- **WHAT THE EXERCISE ASKS**
For the copy, please give all of the data again exactly and leave the pictures out.

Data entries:
****
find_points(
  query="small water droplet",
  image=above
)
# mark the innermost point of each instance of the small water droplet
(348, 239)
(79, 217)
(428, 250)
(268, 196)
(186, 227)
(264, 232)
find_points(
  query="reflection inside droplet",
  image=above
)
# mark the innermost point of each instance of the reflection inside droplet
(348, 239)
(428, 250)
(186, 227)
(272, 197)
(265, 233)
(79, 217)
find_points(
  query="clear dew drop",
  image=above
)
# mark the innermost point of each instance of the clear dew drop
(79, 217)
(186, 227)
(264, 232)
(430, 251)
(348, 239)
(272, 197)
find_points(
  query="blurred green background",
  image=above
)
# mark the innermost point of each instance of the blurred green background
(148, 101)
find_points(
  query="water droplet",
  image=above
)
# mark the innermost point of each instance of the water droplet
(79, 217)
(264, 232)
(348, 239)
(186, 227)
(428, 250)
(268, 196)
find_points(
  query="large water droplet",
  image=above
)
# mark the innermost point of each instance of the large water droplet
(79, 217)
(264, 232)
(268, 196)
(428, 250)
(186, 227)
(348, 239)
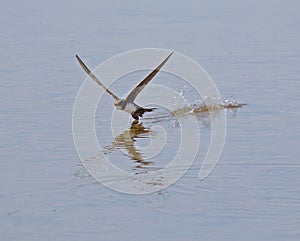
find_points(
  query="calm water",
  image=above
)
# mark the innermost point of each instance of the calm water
(251, 49)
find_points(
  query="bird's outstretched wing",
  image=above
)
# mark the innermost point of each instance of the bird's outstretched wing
(86, 69)
(134, 93)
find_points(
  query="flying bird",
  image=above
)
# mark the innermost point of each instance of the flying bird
(128, 104)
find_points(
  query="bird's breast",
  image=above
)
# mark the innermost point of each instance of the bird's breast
(129, 108)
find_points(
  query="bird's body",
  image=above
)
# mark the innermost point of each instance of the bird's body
(128, 104)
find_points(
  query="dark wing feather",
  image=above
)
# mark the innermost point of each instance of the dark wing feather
(86, 69)
(134, 93)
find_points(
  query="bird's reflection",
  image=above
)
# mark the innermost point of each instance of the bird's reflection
(127, 140)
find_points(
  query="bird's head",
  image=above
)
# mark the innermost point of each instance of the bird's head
(120, 104)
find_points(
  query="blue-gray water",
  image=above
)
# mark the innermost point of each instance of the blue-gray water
(250, 48)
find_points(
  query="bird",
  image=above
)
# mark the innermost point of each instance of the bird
(128, 104)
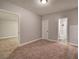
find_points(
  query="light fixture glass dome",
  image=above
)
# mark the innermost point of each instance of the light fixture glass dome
(43, 1)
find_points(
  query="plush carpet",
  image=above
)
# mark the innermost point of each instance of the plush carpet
(44, 49)
(7, 46)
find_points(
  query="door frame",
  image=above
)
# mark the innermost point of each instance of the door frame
(11, 12)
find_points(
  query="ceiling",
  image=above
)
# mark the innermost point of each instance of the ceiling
(50, 7)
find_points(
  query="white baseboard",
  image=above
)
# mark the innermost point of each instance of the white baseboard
(73, 44)
(30, 42)
(1, 38)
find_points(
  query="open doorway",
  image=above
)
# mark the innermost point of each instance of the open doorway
(9, 33)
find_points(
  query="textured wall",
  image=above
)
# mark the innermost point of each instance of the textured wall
(53, 22)
(30, 23)
(7, 46)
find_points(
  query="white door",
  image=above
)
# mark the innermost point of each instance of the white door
(62, 30)
(45, 29)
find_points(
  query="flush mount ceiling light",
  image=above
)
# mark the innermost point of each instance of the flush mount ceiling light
(43, 1)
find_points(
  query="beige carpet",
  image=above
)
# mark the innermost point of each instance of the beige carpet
(44, 49)
(7, 46)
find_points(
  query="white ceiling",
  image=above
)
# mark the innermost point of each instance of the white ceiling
(52, 6)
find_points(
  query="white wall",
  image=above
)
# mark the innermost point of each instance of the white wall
(30, 23)
(53, 23)
(8, 28)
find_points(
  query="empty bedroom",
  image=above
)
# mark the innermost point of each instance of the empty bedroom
(38, 29)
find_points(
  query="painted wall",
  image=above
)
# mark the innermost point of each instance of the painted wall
(53, 23)
(8, 28)
(30, 23)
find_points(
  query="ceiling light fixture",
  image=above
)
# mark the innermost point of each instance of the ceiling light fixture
(43, 1)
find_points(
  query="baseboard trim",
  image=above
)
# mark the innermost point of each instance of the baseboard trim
(73, 44)
(1, 38)
(30, 42)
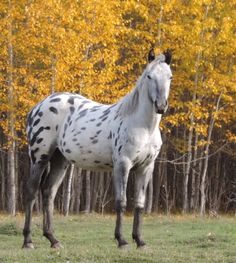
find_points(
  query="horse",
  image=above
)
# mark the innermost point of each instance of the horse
(68, 128)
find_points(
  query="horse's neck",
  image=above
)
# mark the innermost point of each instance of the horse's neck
(145, 114)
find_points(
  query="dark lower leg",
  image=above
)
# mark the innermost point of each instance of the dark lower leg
(119, 223)
(137, 227)
(47, 225)
(27, 227)
(31, 192)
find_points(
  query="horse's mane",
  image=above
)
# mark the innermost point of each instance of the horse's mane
(129, 103)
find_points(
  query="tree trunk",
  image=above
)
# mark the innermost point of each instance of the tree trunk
(205, 164)
(87, 192)
(11, 137)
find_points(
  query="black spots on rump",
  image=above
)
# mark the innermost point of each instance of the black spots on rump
(39, 140)
(81, 114)
(95, 108)
(35, 137)
(110, 135)
(44, 158)
(32, 155)
(30, 119)
(40, 114)
(72, 109)
(80, 107)
(104, 118)
(65, 127)
(85, 101)
(54, 110)
(120, 147)
(36, 122)
(55, 100)
(71, 100)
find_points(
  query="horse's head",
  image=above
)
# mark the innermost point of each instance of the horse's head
(157, 79)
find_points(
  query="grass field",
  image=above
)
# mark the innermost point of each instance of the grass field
(90, 239)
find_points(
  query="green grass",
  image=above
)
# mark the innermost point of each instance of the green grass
(90, 239)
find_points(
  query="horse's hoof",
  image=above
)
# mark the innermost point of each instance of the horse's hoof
(141, 245)
(57, 245)
(28, 246)
(123, 244)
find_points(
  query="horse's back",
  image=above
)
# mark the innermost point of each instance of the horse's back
(73, 124)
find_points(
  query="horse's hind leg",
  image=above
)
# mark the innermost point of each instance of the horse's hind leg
(121, 173)
(58, 167)
(32, 188)
(143, 176)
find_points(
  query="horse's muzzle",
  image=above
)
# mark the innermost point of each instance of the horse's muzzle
(161, 108)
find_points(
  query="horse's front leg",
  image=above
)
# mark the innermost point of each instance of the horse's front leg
(121, 173)
(143, 176)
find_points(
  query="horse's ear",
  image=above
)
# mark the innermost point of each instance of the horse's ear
(168, 56)
(151, 55)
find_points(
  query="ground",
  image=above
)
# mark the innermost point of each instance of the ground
(89, 238)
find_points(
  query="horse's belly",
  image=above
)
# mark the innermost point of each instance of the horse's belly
(87, 151)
****
- **EXPECTED ANSWER**
find_points(
  query="small water droplet",
  image=above
)
# mark the innermost point of each instance of the small water droplet
(348, 239)
(79, 217)
(428, 250)
(268, 196)
(186, 227)
(264, 232)
find_points(
  query="reflection inside droplet",
  image=above
)
# mark the innermost point of each instance of the reflection inside droplet
(348, 239)
(428, 250)
(186, 227)
(272, 197)
(265, 233)
(79, 217)
find_points(
  query="clear dew drop",
  image=above
)
# mark the innermost point of each instance of the clear dew drop
(79, 217)
(186, 227)
(264, 232)
(430, 251)
(348, 239)
(272, 197)
find_points(
  query="blurred green background",
  image=above
)
# mark the innermost point of each instance of the blurred green background
(148, 101)
find_points(
  query="water droplet",
  image=above
)
# mark the innermost point of each instance of the water droplet
(79, 217)
(264, 232)
(348, 239)
(186, 227)
(428, 250)
(268, 196)
find_points(
  query="large water droplet",
  image=above
)
# mark the innermost point of each instance of the large water droplet
(79, 217)
(264, 232)
(268, 196)
(428, 250)
(186, 227)
(348, 239)
find_points(
  query="calm water",
  image=above
)
# mark the innermost point of each instance of the calm water
(251, 49)
find_points(
  query="bird's outstretched wing",
  image=above
)
# mark the innermost point of each instance of the bird's outstretched wing
(86, 69)
(134, 93)
find_points(
  query="flying bird",
  image=above
)
# mark the innermost point of each instance of the flying bird
(128, 104)
find_points(
  query="bird's breast",
  image=above
)
# mark the innermost point of each instance of the bird's breast
(129, 108)
find_points(
  query="bird's body",
  image=above
)
# mark the innermost point of each instance of the bird's body
(128, 104)
find_points(
  query="dark wing feather",
  image=above
)
# mark the innermost point of each instance of the dark wing feather
(86, 69)
(134, 93)
find_points(
  query="bird's reflection",
  image=above
)
# mark the innermost point of each instance of the bird's reflection
(127, 140)
find_points(
  query="bird's head",
  image=above
)
# mark the innermost point of each instance of the bird's head
(120, 104)
find_points(
  query="blue-gray water",
  image=above
)
# mark the innermost point of each instance of the blue-gray water
(250, 48)
find_points(
  query="bird",
  image=above
)
# mark the innermost point of each instance of the bird
(128, 104)
find_points(
  query="light fixture glass dome",
  image=above
)
# mark the innermost point of each instance of the light fixture glass dome
(43, 1)
find_points(
  query="plush carpet",
  image=above
)
# mark the innermost point of each instance of the plush carpet
(44, 49)
(7, 46)
find_points(
  query="door frame",
  image=above
)
# mark the innermost point of each instance of the door frame
(11, 12)
find_points(
  query="ceiling",
  image=above
)
# mark the innermost point of each instance of the ceiling
(50, 7)
find_points(
  query="white baseboard",
  image=above
)
# mark the innermost point of each instance of the white baseboard
(73, 44)
(30, 42)
(1, 38)
find_points(
  query="open doorway",
  image=above
)
# mark the innermost point of each instance of the open doorway
(9, 33)
find_points(
  query="textured wall",
  image=above
)
# mark the innermost point of each instance of the textured wall
(53, 22)
(30, 23)
(7, 46)
find_points(
  query="white door",
  image=above
)
# mark the innermost point of each instance of the white door
(62, 30)
(45, 29)
find_points(
  query="flush mount ceiling light",
  image=above
)
# mark the innermost point of each instance of the flush mount ceiling light
(43, 1)
find_points(
  query="beige carpet",
  image=above
)
# mark the innermost point of each instance of the beige carpet
(44, 49)
(7, 46)
find_points(
  query="white ceiling",
  image=above
)
# mark the innermost point of each instance of the white ceiling
(52, 6)
find_points(
  query="white wall",
  image=above
)
# mark the innermost point of each instance of the white wall
(30, 23)
(53, 23)
(8, 28)
find_points(
  query="empty bedroom",
  image=above
)
# mark the innermost point of each instance of the empty bedroom
(38, 29)
find_points(
  query="painted wall",
  image=above
)
# mark the innermost point of each instance of the painted wall
(53, 23)
(8, 28)
(30, 23)
find_points(
  query="ceiling light fixture",
  image=above
)
# mark the innermost point of each instance of the ceiling light fixture
(43, 1)
find_points(
  query="baseboard trim",
  image=above
)
# mark the innermost point of each instance of the baseboard trim
(73, 44)
(1, 38)
(30, 42)
find_points(
  query="horse",
  image=above
)
# mark the innermost point of each instance of the horse
(68, 128)
find_points(
  query="horse's neck",
  image=above
)
# mark the innermost point of each instance of the horse's neck
(145, 114)
find_points(
  query="dark lower leg",
  image=above
)
# mark the innermost point of each instance of the dark lower leg
(119, 223)
(137, 227)
(47, 225)
(27, 227)
(31, 192)
find_points(
  query="horse's mane",
  image=above
)
# mark the innermost point of each instance of the horse's mane
(129, 103)
find_points(
  query="tree trunk",
  image=above
)
# mark the innermost point of each instance of the tree trunk
(205, 164)
(87, 192)
(11, 137)
find_points(
  query="black spots on rump",
  image=above
)
# mark the innermost point of each instance of the black spots on rump
(39, 140)
(81, 114)
(95, 108)
(35, 137)
(110, 135)
(44, 158)
(32, 155)
(30, 119)
(40, 114)
(72, 109)
(80, 107)
(104, 118)
(65, 127)
(85, 101)
(54, 110)
(120, 147)
(36, 122)
(55, 100)
(71, 100)
find_points(
  query="horse's head",
  image=above
)
# mark the innermost point of each instance of the horse's head
(157, 79)
find_points(
  query="grass field",
  image=above
)
# mark the innermost point of each instance of the grass field
(90, 239)
find_points(
  query="green grass",
  image=above
)
# mark the innermost point of each instance of the green grass
(90, 239)
find_points(
  query="horse's hoof",
  image=above
)
# mark the innermost point of each instance of the horse's hoof
(141, 245)
(57, 245)
(28, 246)
(123, 244)
find_points(
  query="horse's back",
  image=above
)
# mark the innermost point of each instance of the horse's back
(73, 124)
find_points(
  query="horse's hind leg",
  image=above
)
# mark the innermost point of each instance of the horse's hind leg
(121, 173)
(58, 167)
(32, 188)
(143, 176)
find_points(
  query="horse's muzzle",
  image=above
)
# mark the innermost point of each instance of the horse's muzzle
(161, 108)
find_points(
  query="horse's front leg",
  image=above
)
# mark the innermost point of each instance of the horse's front leg
(121, 173)
(143, 176)
find_points(
  query="horse's ear",
  image=above
)
# mark the innermost point of each instance of the horse's ear
(168, 56)
(151, 55)
find_points(
  query="ground",
  image=above
)
# mark the innermost point of each instance of the ground
(89, 238)
find_points(
  query="horse's belly",
  image=above
)
# mark the innermost point of each instance of the horse's belly
(87, 151)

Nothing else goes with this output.